Problem =
Copy every line of the listing below that contains the word "white".

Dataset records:
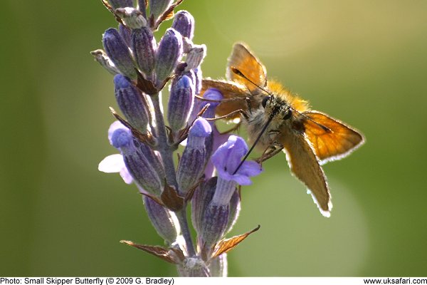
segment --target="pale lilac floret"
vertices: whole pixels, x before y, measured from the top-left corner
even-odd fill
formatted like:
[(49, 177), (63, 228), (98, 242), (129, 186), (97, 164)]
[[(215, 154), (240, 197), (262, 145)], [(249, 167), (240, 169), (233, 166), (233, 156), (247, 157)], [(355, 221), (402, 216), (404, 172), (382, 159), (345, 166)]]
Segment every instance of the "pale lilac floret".
[(231, 135), (228, 140), (221, 145), (212, 155), (212, 162), (216, 168), (218, 175), (225, 180), (233, 180), (241, 185), (251, 183), (251, 176), (259, 175), (262, 169), (254, 161), (245, 161), (233, 174), (241, 163), (242, 157), (248, 152), (246, 143), (240, 137)]
[[(129, 130), (118, 120), (111, 124), (108, 129), (108, 140), (112, 145), (112, 134), (117, 130), (123, 130), (124, 131), (129, 132)], [(104, 158), (98, 165), (98, 170), (105, 173), (119, 172), (125, 183), (131, 184), (133, 182), (132, 176), (125, 165), (123, 156), (120, 153), (108, 155)]]

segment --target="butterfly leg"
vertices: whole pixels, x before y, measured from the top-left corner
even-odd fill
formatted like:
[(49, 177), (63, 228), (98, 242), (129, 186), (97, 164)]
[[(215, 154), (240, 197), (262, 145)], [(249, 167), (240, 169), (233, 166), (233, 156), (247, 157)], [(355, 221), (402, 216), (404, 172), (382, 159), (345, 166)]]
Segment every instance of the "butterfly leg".
[(241, 122), (239, 122), (237, 124), (236, 124), (236, 125), (234, 127), (233, 127), (231, 129), (228, 129), (227, 130), (224, 130), (223, 132), (221, 132), (221, 133), (219, 133), (219, 134), (220, 135), (226, 135), (226, 134), (228, 134), (228, 133), (231, 133), (234, 130), (236, 130), (237, 129), (238, 129), (240, 128), (241, 124)]
[(255, 160), (258, 163), (263, 163), (269, 158), (273, 157), (278, 153), (282, 151), (283, 145), (279, 142), (273, 142), (264, 150), (263, 155), (258, 159)]
[(231, 117), (232, 115), (237, 114), (237, 113), (241, 114), (242, 116), (243, 116), (243, 118), (245, 118), (245, 119), (248, 120), (248, 115), (246, 115), (246, 112), (245, 112), (245, 110), (242, 110), (242, 109), (236, 110), (231, 113), (228, 113), (227, 115), (224, 115), (221, 117), (208, 118), (205, 118), (205, 119), (206, 120), (221, 120), (221, 119), (226, 119), (228, 117)]

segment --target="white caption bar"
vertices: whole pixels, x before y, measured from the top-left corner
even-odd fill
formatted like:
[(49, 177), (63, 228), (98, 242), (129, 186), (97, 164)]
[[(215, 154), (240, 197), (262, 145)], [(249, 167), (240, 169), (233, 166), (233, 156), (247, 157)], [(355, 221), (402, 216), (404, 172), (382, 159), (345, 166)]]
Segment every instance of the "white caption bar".
[(427, 284), (427, 277), (0, 277), (3, 284), (95, 285)]

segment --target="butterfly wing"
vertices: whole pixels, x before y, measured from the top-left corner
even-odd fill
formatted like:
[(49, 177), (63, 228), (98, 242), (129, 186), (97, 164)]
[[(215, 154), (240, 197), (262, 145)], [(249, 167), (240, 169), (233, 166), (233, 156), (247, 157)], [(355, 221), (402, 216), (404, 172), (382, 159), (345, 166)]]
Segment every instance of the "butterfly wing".
[(279, 141), (283, 145), (292, 173), (307, 186), (322, 214), (330, 217), (331, 195), (323, 170), (310, 142), (303, 133), (283, 130)]
[(243, 43), (234, 44), (231, 55), (228, 58), (226, 76), (228, 80), (246, 86), (251, 93), (258, 90), (258, 88), (255, 85), (242, 76), (234, 73), (231, 71), (231, 68), (237, 68), (245, 76), (260, 87), (265, 87), (267, 85), (265, 68)]
[(344, 157), (364, 142), (360, 132), (326, 114), (317, 111), (303, 114), (310, 119), (304, 122), (305, 133), (320, 164)]

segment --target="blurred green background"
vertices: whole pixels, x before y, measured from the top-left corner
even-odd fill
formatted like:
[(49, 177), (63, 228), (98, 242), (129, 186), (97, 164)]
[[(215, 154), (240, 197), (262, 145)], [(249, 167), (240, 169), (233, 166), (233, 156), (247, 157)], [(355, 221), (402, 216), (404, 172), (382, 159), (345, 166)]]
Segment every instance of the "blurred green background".
[[(0, 275), (168, 276), (174, 266), (120, 244), (160, 244), (136, 187), (97, 163), (112, 76), (90, 51), (116, 24), (100, 1), (4, 0), (0, 17)], [(324, 167), (321, 216), (285, 155), (243, 189), (229, 275), (427, 275), (427, 1), (200, 1), (205, 76), (224, 76), (246, 42), (270, 78), (367, 142)], [(162, 26), (164, 31), (170, 21)], [(158, 34), (158, 36), (159, 33)]]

Full response =
segment --target="white caption bar"
Segment every instance of the "white caption bar".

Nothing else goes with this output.